- What to do: Which lines in the material below contain the word "green"? Report each of them in full.

- Data for this exercise:

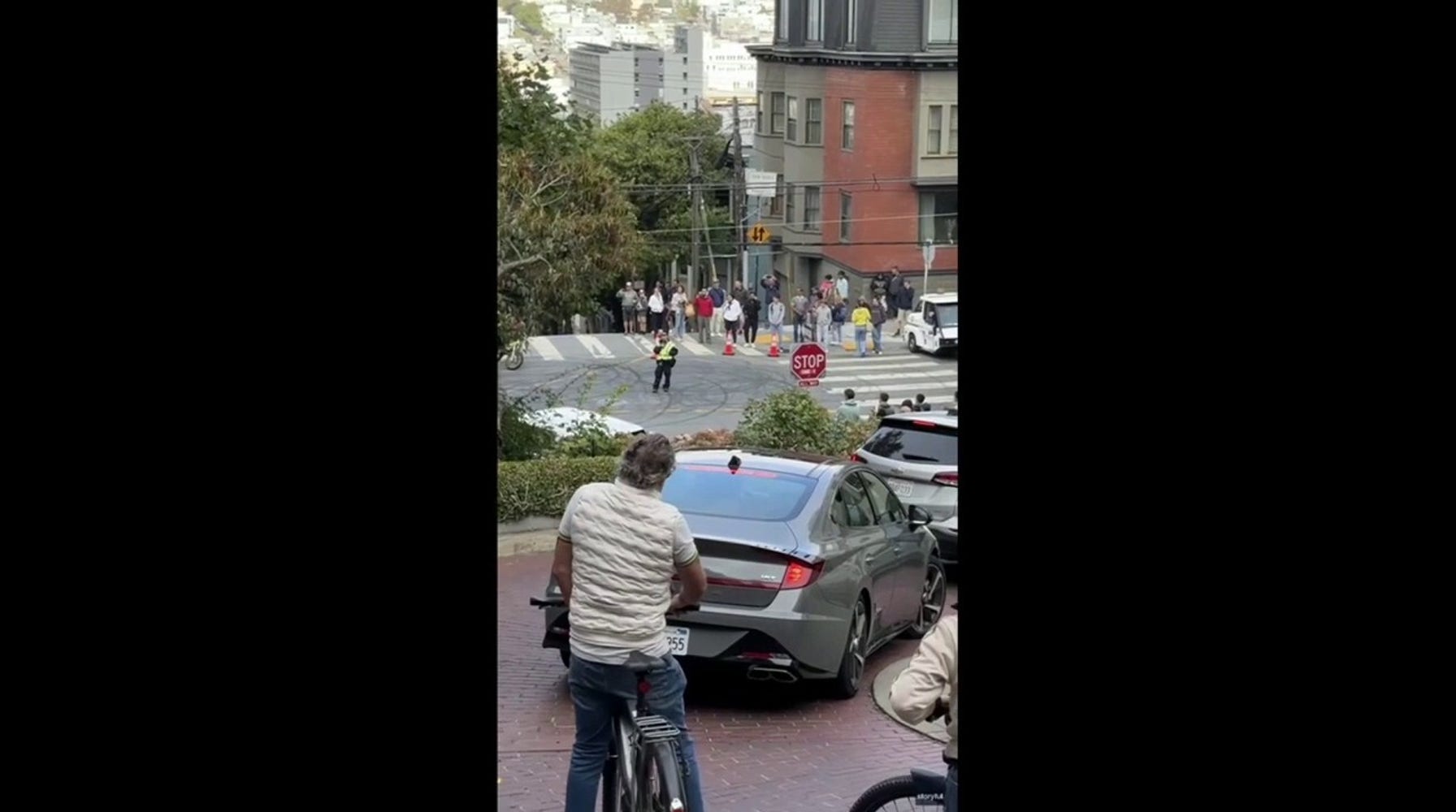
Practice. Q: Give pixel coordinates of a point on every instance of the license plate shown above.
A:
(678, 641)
* * *
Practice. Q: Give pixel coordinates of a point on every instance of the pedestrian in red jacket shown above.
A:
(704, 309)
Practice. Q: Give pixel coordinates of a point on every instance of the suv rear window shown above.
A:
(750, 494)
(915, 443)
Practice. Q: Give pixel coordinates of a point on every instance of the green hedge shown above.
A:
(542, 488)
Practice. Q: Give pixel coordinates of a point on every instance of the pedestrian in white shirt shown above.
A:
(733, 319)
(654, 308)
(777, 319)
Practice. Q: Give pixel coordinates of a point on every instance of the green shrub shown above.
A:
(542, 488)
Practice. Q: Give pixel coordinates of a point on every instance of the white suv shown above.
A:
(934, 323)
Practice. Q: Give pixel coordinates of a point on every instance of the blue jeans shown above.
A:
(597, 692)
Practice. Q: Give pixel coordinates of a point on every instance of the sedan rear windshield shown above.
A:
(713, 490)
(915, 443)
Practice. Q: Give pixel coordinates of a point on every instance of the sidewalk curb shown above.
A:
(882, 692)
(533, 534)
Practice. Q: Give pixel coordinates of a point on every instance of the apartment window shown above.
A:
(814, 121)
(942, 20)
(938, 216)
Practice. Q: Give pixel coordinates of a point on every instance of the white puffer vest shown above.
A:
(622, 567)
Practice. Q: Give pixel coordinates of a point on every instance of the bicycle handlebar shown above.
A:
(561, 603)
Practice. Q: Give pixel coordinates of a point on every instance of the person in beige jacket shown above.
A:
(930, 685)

- Output of the task:
Practice. Q: Give pixel coordinates of a point on every instance of the green hedge shown above.
Practice. Q: Give pixel coordinates of a point on every instance of the green shrub shown above.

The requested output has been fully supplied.